**MATERIALS PROVIDED**
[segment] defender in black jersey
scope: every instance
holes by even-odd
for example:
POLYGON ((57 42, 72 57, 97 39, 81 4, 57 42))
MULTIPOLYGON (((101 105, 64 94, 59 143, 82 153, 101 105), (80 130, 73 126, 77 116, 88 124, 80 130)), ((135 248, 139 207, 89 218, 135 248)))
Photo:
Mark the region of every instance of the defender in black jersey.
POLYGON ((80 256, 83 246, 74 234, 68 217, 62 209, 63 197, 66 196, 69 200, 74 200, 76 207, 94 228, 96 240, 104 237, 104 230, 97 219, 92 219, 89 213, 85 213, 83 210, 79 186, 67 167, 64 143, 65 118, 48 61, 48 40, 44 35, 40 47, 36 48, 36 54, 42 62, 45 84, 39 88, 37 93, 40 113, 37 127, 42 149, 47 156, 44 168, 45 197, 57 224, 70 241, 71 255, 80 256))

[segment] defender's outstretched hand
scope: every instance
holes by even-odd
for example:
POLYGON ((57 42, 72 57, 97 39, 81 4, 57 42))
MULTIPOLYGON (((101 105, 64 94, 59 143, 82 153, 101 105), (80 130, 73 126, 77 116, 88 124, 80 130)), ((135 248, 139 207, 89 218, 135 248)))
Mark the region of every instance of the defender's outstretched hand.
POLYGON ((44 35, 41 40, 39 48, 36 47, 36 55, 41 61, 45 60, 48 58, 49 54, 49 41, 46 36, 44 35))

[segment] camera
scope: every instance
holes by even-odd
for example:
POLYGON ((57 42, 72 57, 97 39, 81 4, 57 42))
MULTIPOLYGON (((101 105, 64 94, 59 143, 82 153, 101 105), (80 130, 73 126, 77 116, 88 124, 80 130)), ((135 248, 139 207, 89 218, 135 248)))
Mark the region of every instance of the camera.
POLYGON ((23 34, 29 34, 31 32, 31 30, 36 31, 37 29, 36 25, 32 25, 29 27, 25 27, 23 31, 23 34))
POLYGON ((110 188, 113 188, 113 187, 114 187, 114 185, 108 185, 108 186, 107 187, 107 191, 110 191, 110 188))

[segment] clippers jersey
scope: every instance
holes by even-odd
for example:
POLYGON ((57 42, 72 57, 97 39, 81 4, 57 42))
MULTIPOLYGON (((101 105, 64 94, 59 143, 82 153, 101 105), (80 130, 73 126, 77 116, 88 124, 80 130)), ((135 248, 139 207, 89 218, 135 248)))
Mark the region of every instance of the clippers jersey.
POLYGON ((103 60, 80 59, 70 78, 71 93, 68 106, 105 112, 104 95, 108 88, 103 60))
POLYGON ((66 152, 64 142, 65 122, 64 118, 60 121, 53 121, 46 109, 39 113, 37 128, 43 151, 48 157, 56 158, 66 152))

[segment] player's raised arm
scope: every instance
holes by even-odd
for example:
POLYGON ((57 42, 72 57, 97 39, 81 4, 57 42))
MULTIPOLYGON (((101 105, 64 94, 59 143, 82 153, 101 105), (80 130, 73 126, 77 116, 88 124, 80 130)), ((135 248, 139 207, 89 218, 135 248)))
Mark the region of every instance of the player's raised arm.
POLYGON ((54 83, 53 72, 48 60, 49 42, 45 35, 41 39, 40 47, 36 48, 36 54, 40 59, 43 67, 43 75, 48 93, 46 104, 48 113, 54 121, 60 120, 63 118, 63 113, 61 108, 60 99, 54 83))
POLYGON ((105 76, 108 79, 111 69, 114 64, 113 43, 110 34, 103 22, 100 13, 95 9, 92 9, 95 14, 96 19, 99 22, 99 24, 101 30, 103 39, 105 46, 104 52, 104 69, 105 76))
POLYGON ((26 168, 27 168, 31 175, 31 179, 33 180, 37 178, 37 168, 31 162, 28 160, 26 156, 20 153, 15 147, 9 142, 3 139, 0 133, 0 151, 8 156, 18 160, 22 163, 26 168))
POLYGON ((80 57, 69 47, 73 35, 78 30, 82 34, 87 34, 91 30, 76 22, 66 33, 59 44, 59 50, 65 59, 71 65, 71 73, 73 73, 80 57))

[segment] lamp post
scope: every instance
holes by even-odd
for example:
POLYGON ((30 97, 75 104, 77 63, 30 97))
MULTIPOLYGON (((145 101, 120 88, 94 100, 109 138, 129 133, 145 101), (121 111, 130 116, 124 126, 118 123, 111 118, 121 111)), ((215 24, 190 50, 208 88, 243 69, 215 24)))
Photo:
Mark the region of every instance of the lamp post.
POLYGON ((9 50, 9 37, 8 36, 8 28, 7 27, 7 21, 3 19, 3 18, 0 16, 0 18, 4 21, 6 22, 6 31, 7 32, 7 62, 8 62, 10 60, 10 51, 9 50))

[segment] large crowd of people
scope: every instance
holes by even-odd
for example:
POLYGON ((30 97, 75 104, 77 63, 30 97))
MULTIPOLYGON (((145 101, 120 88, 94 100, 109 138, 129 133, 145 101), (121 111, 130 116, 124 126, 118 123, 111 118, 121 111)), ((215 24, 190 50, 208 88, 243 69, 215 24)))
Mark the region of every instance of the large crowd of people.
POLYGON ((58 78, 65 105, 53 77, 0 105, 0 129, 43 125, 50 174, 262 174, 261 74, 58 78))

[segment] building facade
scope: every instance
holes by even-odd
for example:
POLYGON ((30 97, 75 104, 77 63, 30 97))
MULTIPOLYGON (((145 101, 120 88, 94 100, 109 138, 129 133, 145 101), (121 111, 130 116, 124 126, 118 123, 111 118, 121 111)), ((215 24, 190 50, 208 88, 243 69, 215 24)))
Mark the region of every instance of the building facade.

**REQUIREMENTS**
Retype the lines starting with the line containing "[segment] clippers jersey" and going on through the line containing "Mark the region of every instance of the clippers", with both of those lines included.

**RIGHT ANSWER**
[segment] clippers jersey
scope: every instance
holes by even-odd
for example:
POLYGON ((57 42, 72 57, 97 39, 81 4, 57 42))
MULTIPOLYGON (((101 105, 64 94, 59 143, 82 153, 101 105), (80 130, 73 126, 77 116, 88 124, 80 130)), ((135 248, 139 207, 89 218, 135 248)))
Mark the region of every instance of the clippers jersey.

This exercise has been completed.